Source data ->
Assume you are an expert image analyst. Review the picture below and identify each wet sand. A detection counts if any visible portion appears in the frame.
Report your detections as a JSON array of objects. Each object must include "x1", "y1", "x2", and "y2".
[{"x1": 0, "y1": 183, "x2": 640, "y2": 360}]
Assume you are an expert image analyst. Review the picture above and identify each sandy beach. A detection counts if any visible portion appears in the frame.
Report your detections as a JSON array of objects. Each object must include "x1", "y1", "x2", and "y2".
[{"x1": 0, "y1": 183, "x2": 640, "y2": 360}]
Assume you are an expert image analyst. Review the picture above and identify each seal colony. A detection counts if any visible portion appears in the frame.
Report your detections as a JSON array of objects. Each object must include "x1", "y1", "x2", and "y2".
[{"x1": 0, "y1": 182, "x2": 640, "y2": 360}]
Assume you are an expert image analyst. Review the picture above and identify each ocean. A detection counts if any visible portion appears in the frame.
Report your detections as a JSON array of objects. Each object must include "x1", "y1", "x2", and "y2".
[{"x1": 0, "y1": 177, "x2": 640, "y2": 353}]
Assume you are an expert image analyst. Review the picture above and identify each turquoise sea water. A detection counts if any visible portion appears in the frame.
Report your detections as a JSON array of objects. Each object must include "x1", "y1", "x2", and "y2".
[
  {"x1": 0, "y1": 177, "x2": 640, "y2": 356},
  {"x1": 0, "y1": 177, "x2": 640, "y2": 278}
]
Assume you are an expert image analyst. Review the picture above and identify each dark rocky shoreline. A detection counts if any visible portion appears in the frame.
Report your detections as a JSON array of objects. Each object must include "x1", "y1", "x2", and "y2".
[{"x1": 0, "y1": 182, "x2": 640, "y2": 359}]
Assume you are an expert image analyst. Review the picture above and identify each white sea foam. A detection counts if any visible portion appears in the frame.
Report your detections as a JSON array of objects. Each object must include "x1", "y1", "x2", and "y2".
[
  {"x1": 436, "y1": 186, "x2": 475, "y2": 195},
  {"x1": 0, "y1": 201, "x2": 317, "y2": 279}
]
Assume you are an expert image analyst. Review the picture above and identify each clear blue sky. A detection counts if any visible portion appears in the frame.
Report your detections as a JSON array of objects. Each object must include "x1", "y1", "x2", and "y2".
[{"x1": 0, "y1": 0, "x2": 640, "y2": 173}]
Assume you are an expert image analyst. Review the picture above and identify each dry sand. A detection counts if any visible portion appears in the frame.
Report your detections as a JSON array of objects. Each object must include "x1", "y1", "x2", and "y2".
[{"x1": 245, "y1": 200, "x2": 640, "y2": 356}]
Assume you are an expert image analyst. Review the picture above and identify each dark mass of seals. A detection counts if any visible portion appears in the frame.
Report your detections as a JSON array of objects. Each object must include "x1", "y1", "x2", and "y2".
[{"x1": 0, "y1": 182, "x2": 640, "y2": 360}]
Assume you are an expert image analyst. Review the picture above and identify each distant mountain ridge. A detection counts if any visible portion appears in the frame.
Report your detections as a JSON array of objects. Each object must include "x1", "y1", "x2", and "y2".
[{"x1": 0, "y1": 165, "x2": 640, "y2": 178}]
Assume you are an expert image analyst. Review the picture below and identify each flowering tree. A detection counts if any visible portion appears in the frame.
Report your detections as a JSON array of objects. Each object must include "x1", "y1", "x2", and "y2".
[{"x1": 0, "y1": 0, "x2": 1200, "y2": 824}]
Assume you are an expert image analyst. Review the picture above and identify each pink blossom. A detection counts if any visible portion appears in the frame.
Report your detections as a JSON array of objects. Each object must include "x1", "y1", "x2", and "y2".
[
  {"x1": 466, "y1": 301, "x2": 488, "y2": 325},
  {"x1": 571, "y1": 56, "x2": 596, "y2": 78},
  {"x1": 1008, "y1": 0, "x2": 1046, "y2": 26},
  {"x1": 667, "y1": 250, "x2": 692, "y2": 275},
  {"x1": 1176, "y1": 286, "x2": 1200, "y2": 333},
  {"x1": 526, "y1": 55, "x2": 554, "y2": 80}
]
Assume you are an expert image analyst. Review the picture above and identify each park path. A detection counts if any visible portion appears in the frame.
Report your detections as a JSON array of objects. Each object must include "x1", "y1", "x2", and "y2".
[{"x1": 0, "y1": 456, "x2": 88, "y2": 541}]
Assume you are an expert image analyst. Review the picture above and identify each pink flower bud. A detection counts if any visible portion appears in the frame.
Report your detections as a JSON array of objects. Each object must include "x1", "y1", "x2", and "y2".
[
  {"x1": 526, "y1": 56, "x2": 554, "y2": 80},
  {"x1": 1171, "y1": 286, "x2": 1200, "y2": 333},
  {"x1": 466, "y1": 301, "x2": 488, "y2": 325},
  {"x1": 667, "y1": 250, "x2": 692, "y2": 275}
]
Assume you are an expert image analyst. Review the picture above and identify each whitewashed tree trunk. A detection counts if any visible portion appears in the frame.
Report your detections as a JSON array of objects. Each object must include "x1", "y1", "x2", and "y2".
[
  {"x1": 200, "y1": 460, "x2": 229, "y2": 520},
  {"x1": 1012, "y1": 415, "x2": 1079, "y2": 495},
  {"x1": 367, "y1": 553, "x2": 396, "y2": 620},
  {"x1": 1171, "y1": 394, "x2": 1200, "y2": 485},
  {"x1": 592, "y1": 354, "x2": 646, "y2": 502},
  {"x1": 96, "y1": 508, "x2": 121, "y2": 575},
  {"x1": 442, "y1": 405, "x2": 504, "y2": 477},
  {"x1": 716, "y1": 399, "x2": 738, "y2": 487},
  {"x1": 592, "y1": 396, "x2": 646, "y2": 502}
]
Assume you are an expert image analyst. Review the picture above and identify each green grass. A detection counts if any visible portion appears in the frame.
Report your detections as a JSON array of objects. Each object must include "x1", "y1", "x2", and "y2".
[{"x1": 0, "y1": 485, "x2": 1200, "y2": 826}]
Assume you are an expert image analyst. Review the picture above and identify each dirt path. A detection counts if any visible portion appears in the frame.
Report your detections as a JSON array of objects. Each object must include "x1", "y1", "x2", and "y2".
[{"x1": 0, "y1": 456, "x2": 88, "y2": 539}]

Description of the task -> Count the lines in the items above that contain the word "dark", and reply with only that number.

Result for this exercise -> 2